■ **Problem description**: Repeat exactly the lines below that lie between the line with "box: [404, 296, 453, 367]" and the line with "315L425 349L409 365L427", counting both of those lines as part of the answer.

___ Information shown

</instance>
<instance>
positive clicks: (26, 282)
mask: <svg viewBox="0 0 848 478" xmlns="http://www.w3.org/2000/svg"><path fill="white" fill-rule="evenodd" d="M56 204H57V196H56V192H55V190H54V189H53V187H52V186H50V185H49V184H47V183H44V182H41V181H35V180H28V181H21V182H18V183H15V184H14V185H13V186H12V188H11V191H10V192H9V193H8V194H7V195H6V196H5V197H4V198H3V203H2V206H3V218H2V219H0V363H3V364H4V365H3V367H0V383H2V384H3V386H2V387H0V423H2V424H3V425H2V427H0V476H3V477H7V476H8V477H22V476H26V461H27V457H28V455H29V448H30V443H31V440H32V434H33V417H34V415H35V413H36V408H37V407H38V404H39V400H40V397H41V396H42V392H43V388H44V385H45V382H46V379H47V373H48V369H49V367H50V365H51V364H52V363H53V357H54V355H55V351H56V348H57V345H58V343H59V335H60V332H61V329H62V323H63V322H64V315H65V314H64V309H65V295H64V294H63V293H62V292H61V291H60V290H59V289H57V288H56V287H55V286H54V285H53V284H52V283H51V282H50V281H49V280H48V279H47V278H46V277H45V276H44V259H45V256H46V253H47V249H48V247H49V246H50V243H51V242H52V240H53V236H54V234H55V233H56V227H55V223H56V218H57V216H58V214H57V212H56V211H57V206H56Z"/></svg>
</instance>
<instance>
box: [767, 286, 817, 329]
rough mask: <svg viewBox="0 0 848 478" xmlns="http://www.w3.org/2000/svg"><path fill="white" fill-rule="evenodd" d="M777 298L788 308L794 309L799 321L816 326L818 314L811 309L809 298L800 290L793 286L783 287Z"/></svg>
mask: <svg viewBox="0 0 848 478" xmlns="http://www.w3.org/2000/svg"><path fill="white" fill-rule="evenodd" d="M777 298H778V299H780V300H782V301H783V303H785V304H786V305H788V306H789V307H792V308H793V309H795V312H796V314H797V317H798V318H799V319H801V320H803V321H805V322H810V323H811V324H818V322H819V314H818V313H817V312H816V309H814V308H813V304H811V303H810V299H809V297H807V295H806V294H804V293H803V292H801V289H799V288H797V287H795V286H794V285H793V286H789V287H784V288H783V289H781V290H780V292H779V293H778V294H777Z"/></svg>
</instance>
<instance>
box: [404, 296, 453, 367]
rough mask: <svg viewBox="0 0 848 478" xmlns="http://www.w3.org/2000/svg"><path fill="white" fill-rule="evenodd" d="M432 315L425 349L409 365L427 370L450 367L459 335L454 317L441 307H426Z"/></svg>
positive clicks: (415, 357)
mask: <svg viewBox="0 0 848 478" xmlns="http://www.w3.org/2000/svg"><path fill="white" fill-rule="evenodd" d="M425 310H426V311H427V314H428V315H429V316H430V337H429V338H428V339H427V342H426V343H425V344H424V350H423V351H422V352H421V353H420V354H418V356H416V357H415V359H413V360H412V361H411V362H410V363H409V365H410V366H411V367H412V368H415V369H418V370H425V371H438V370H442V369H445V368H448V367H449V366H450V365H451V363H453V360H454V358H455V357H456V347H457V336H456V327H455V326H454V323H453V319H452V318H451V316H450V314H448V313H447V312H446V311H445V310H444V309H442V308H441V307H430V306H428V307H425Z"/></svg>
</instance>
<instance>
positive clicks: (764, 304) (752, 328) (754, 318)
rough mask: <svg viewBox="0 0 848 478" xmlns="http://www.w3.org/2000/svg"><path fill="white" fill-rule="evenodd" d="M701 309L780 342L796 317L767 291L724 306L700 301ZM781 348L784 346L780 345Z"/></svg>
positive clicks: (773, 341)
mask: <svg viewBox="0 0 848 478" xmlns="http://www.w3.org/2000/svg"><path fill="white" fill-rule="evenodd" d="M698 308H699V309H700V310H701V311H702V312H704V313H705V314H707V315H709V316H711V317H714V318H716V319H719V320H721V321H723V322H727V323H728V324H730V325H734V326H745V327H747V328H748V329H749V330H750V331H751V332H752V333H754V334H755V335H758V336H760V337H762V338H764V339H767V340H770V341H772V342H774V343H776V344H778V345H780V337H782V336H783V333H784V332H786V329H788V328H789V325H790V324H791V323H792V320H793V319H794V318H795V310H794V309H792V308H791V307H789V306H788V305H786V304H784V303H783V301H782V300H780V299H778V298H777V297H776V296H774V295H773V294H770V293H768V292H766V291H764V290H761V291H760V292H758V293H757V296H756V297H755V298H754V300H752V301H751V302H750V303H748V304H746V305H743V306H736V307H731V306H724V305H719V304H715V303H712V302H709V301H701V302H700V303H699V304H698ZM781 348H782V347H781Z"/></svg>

______

■ **Response to this task**:
box: [404, 296, 453, 367]
rough mask: <svg viewBox="0 0 848 478" xmlns="http://www.w3.org/2000/svg"><path fill="white" fill-rule="evenodd" d="M432 315L425 349L409 365L427 370L450 367L459 335L454 317L441 307H426Z"/></svg>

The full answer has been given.